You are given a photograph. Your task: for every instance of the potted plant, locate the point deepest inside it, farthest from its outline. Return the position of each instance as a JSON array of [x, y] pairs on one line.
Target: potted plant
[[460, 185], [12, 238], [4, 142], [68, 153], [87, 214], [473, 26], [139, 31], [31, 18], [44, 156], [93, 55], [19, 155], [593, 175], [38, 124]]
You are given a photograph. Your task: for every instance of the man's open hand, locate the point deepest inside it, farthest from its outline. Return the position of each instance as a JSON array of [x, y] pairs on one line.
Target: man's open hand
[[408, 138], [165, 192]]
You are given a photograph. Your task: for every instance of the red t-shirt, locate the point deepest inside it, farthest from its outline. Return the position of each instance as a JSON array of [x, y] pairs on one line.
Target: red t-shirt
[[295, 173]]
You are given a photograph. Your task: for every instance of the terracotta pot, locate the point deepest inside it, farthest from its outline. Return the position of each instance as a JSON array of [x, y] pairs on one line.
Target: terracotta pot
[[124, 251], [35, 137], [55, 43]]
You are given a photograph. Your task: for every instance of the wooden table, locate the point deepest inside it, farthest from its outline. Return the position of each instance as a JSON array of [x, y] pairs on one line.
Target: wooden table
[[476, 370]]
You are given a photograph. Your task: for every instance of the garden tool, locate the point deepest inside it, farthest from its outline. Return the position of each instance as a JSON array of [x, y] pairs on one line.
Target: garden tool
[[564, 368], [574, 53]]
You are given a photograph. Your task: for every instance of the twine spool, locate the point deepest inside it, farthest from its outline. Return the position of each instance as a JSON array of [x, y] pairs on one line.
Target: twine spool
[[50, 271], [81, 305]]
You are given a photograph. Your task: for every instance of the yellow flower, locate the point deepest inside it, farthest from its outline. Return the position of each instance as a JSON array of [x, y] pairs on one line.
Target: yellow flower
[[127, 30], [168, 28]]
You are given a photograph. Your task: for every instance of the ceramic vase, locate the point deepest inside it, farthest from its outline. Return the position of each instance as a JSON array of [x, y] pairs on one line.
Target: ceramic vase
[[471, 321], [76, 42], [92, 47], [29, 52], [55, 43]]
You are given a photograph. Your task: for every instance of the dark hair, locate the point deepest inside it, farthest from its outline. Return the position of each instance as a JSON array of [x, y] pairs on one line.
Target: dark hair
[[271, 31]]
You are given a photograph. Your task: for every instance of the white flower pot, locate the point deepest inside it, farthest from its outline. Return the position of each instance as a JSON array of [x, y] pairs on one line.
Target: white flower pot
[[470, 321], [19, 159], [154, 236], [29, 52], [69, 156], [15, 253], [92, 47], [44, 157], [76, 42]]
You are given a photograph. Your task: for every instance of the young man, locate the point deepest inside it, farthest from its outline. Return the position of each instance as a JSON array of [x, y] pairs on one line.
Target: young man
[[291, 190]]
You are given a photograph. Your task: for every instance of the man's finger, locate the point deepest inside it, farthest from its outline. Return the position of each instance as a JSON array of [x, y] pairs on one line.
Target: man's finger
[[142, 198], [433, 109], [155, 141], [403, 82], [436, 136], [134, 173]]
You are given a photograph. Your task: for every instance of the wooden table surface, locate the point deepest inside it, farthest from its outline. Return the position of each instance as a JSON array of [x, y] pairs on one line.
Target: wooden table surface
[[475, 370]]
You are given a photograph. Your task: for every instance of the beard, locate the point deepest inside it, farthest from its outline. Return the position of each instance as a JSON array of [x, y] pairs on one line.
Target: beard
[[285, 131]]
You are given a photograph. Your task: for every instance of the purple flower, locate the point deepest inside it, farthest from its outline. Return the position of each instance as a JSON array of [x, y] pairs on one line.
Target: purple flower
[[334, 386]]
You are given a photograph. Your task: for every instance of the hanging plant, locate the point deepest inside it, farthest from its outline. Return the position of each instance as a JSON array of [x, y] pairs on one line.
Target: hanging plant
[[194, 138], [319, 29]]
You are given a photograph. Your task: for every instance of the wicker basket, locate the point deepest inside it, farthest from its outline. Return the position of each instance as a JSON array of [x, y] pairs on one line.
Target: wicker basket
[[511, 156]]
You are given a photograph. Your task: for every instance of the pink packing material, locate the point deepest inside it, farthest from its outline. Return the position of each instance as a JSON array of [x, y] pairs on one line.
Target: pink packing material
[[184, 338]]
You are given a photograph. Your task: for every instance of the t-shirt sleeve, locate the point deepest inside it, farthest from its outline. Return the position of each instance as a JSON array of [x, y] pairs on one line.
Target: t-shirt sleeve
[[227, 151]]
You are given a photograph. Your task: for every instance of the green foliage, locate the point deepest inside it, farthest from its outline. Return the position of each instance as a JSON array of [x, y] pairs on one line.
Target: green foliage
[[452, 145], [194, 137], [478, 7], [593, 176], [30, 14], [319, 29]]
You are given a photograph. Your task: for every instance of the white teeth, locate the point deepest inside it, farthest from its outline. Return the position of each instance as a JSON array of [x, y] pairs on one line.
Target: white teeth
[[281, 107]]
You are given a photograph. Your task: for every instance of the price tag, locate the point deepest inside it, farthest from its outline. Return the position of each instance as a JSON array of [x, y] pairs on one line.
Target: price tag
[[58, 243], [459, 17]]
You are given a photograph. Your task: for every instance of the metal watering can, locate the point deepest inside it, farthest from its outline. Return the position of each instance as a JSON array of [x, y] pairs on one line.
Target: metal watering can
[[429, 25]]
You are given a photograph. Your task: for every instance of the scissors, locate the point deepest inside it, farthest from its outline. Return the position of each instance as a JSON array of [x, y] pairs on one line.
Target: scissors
-*-
**EXERCISE DIRECTIONS:** Recast the stretch of the items from the line that contains "wooden table, locate" through the line that contains "[[476, 370]]" as a Markdown table with two columns, Number and Text. Give one row per line, numbered in order, and leave out any blank lines.

**RESPONSE FOR THIS EXERCISE:**
| Number | Text |
|---|---|
| 1 | You are given a photograph. Your task: for every instance of the wooden table, locate the point deepest inside it, farthest from its outline. Return the position of each instance as a JSON array of [x, y] pairs on one line. |
| 2 | Target: wooden table |
| 3 | [[476, 370]] |